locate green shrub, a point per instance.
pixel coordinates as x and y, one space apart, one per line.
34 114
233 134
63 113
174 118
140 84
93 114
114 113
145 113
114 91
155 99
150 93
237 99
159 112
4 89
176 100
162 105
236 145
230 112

__________

Task objective
Only the lines from the one containing "pixel coordinates as" through the end of the records above belong in the output, each exactly as it stands, both ends included.

Answer to this problem
pixel coordinates as x and y, one space apart, one per line.
34 114
233 134
63 113
174 118
140 84
93 114
114 113
145 113
114 91
155 99
150 93
237 99
159 112
4 89
176 100
162 105
236 145
230 112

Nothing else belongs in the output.